#### ENUNCIADO DA TAREFA:
Dê continuidade ao texto sobre a história de Ana Paula Rosário Moreira, começando logo após a última frase apresentada.

#### TRECHO DO TEXTO:

------------------------------

Por Monique Evelle
Pontual e apressada. Perder tempo não é com ela. Com sua agenda lotada, conseguiu um espaço para conversamos sobre sua história. Aos 20 anos, Ana Paula Rosário Moreira, carrega marcas, não só das tatuagens, mas da vida. Uma realidade não muito diferente de outras jovens da idade dela. À primeira vista, a única coisa que chama atenção, é o seu cabelo black. Ana Paula Rosário faz questão de se apresentar com nome e sobrenome, quer esquecer os apelidos que marcaram um momento confuso da vida dela.
Sensível, quando fica nervosa começa a rir para não chorar. E foi a risada que tomou conta de nossa conversa quando Ana Paula começou a contar sua história. A risada deixou sua história mais leve. Ela não viveria tudo de novo, mas entende que foi importante passar por tudo que passou.
Natural de Itabuna, sul da Bahia, ela lamenta ter tido que morar no convento Dona Cordolina Lopes, fora de sua cidade e longe sua mãe. A única companhia era a irmã. Mas Ana compreende os motivos que a levaram para lá. Sendo a mãe empregada doméstica, o pai ausente e o dinheiro insuficiente para alimentação, naquele momento, a única saída era o convento.

------------------------------

#### DADOS DISPONÍVEIS:
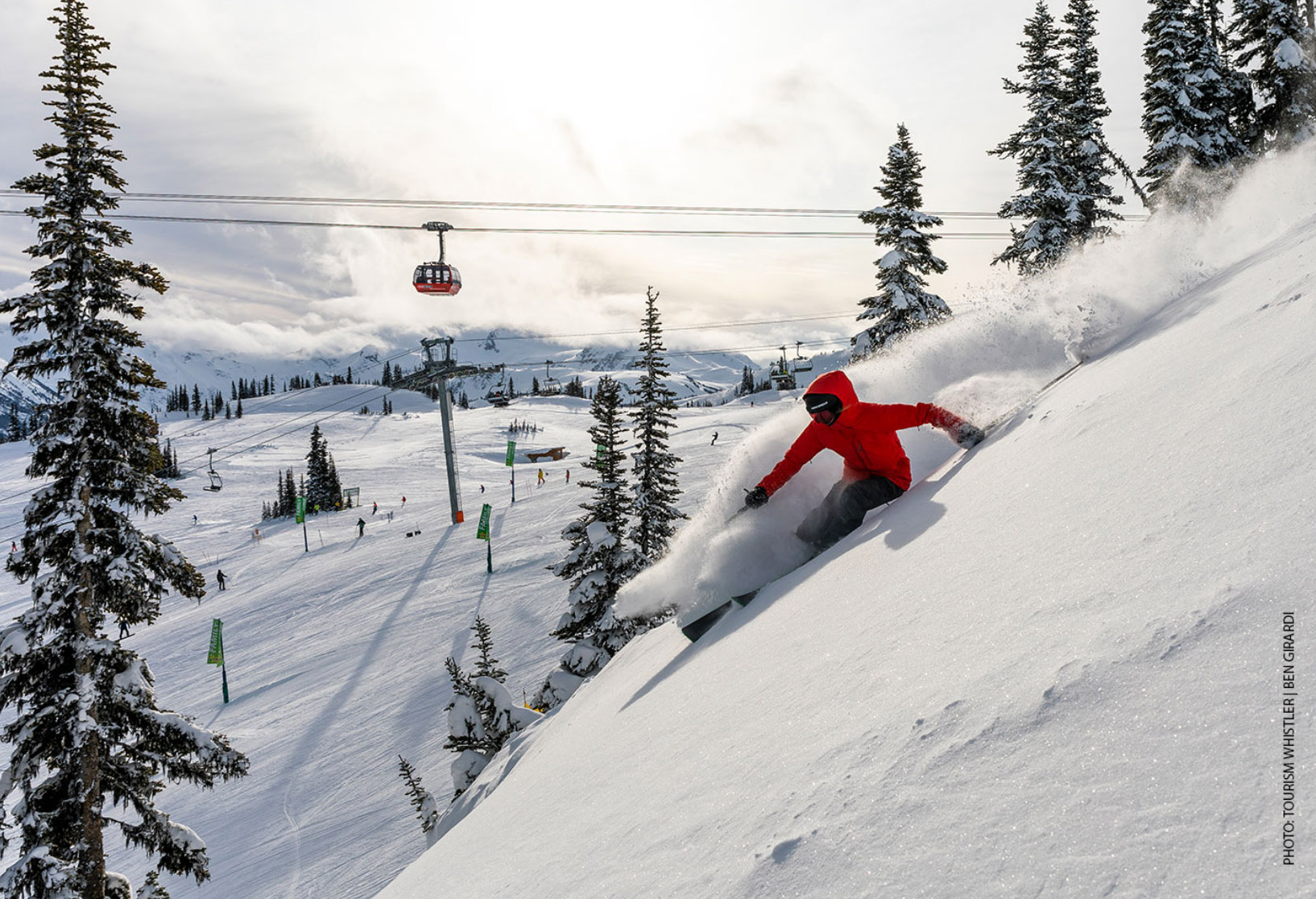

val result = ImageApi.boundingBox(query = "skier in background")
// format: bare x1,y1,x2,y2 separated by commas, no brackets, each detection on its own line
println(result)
745,371,983,553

------------------------------

#### RESPOSTA DO EXERCÍCIO:
Apesar da compreensão, a falta de liberdade deixou Ana e sua irmã com vontade de voar. Começaram a aprontar e a brigar até que foram expulsas. Voltou para Itabuna e a péssima notícia a esperava. A mãe estava internada há alguns meses. Sem dinheiro, sem comida, apenas com a casa, teve que decidir aos 10 anos, junto com sua irmã de 13, o que faria da vida. Foi procurar a família paterna. Não sabia que seria tão difícil reencontrar o pai. Foi rejeitada. Rejeitada por ter nascido negra. Mesmo a Bahia sendo o estado mais negro fora do continente africano, apresentando a maior proporção de negros da população brasileira, com 14,4% de negros de acordo com o IBGE, isso era motivo de vergonha.
Na falta de tudo, restaram os vizinhos. Foi em porta em porta pedir um prato de comida. Negaram. A menina doce, linda e, acima, de tudo inteligente, juntou sua insatisfação e revolta com a vontade de empreender. Começou a ganhar dinheiro no tráfico de drogas. Era a única saída para a jovem empreendedora.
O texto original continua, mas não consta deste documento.